PROBLEM:
Return the count of lines in the records that include the string "gray", and nothing besides it.

Data items:
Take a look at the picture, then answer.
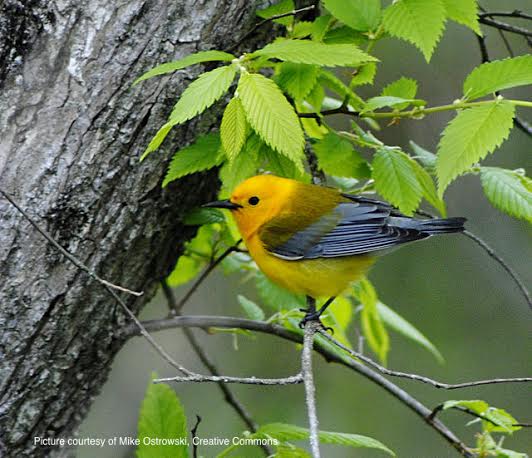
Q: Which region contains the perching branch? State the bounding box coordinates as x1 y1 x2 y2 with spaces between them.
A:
125 315 476 457
301 300 321 458
478 16 532 37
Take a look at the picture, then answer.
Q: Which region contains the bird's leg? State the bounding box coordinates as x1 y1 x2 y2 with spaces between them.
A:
299 296 336 331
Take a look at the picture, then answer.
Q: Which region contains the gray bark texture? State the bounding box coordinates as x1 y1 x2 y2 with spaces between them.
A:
0 0 274 455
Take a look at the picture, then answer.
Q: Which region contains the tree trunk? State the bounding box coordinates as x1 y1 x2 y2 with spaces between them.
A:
0 1 272 455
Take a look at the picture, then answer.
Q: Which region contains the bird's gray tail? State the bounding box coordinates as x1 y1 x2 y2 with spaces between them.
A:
390 217 466 234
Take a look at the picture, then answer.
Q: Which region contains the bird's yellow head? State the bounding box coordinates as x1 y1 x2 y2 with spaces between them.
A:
203 175 297 239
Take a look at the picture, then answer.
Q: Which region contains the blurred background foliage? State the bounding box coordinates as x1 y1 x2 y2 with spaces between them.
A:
80 0 530 456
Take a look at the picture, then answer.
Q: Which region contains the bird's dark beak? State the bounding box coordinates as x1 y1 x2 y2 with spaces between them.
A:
202 199 242 210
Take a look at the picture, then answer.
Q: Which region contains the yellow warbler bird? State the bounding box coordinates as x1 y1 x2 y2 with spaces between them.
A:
204 175 465 324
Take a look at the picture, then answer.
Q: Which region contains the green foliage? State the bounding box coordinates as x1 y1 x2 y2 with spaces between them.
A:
313 132 370 178
276 63 319 101
463 55 532 100
442 0 480 34
184 208 225 226
219 135 260 194
354 278 389 364
442 400 522 433
253 423 395 455
256 0 295 26
322 0 381 32
377 302 443 363
350 63 377 87
372 148 422 215
238 72 304 163
163 133 223 187
255 272 305 311
252 39 378 67
137 376 188 458
363 95 425 113
480 168 532 222
409 158 447 216
383 0 446 62
436 101 515 195
133 50 235 85
238 294 265 321
220 97 248 161
380 77 419 110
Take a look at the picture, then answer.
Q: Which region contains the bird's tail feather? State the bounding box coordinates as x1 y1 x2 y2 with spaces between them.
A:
391 217 466 234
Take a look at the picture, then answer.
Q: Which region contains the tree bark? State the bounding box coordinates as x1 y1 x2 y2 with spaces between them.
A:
0 1 272 455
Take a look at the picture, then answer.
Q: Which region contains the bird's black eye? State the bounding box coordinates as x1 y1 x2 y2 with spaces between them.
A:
248 196 260 206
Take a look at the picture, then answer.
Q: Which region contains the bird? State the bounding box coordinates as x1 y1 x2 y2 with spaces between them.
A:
204 174 465 326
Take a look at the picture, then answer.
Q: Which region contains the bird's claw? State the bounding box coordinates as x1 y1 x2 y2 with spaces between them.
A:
298 309 334 334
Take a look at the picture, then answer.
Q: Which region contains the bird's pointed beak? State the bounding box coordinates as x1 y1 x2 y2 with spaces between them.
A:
202 199 242 210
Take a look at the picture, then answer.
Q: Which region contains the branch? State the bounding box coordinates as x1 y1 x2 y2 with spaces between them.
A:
301 306 321 457
478 16 532 37
479 11 532 21
154 373 303 385
462 230 531 311
123 315 525 456
0 188 143 297
191 415 202 458
227 5 315 52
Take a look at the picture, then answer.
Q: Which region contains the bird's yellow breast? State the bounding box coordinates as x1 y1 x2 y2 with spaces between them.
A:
246 234 375 297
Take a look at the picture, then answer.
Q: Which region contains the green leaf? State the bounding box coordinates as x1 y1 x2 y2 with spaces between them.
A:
311 15 333 41
409 141 437 171
381 77 418 99
480 168 532 222
163 133 223 187
443 401 521 434
377 302 444 363
292 21 314 39
255 272 306 311
220 97 248 161
237 295 265 321
372 148 422 215
323 25 367 45
259 145 304 179
383 0 446 61
276 62 319 101
274 444 311 458
322 296 353 348
252 39 378 67
350 63 377 87
442 0 480 35
322 0 382 32
306 82 325 110
318 70 364 109
237 72 304 162
184 208 225 226
436 101 515 196
463 55 532 100
314 132 370 178
257 0 295 26
219 135 260 194
363 95 425 113
133 50 235 85
167 255 202 287
409 158 447 216
354 278 389 364
256 423 395 455
137 376 188 458
443 399 489 413
169 65 237 124
141 123 174 161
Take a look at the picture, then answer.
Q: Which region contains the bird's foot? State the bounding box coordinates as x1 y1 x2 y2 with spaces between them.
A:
298 308 333 333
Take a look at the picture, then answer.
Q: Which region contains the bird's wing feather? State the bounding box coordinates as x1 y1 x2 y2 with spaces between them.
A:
261 197 430 260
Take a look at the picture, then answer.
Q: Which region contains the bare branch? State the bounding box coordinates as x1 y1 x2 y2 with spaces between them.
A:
479 11 532 21
172 241 242 314
191 415 202 458
154 373 303 385
0 188 143 297
462 230 531 311
478 16 532 37
126 314 476 456
302 317 321 457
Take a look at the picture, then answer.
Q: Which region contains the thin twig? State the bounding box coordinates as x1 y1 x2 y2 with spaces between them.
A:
478 17 532 37
317 330 532 390
227 5 315 52
462 230 531 311
0 188 143 297
126 315 475 456
191 415 202 458
161 281 272 456
479 11 532 21
155 373 303 385
172 240 242 314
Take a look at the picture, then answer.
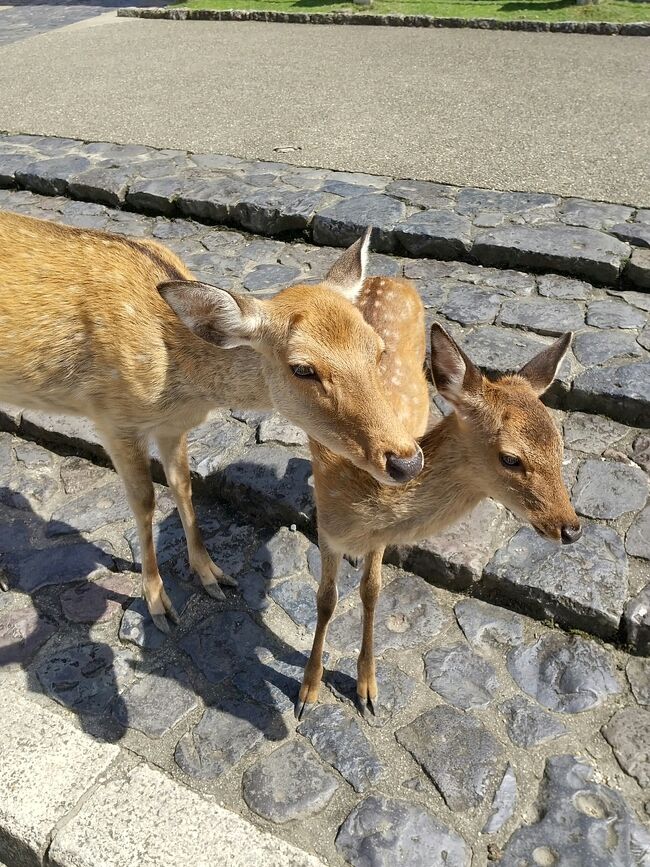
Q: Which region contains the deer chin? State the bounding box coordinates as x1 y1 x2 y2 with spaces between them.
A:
531 523 562 544
504 502 563 544
363 462 403 487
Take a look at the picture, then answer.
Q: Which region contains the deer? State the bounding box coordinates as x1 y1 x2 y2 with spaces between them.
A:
0 213 425 632
295 275 582 720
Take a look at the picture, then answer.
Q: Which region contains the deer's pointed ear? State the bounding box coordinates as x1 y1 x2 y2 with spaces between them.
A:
323 227 371 303
518 332 572 396
158 281 266 349
430 323 482 406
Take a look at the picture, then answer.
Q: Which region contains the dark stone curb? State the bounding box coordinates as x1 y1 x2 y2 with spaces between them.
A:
1 133 649 289
117 7 650 37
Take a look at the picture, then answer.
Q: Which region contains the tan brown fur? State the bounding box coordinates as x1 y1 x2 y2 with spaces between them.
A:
298 277 581 717
0 212 423 629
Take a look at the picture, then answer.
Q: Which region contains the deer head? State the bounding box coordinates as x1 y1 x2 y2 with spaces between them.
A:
159 230 423 486
430 324 581 544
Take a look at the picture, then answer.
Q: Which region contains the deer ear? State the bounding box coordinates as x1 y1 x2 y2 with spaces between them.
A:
429 323 482 406
323 227 371 303
158 281 265 349
518 333 572 396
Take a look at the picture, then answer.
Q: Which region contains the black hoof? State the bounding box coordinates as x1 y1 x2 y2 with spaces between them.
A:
203 582 226 600
294 697 316 722
151 613 172 634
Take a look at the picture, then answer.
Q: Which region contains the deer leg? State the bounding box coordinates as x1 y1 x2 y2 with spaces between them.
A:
100 430 179 633
155 430 236 601
357 547 384 716
295 539 341 721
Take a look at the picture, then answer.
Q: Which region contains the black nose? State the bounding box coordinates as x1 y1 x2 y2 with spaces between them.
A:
386 448 424 483
561 523 582 545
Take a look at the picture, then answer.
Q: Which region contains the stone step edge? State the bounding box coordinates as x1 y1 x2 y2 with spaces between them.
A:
0 688 324 867
117 7 650 37
2 135 649 290
2 405 646 655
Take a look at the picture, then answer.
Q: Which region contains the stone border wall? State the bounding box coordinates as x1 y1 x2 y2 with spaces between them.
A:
1 134 649 290
117 7 650 37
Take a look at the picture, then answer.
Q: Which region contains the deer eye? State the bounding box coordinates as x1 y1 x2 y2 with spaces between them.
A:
500 453 521 469
291 364 318 380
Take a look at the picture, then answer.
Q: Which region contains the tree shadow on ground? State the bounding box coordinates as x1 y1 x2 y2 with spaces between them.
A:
0 472 320 758
288 0 355 7
499 0 577 11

OUTPUT FOR THIS EXERCISE:
2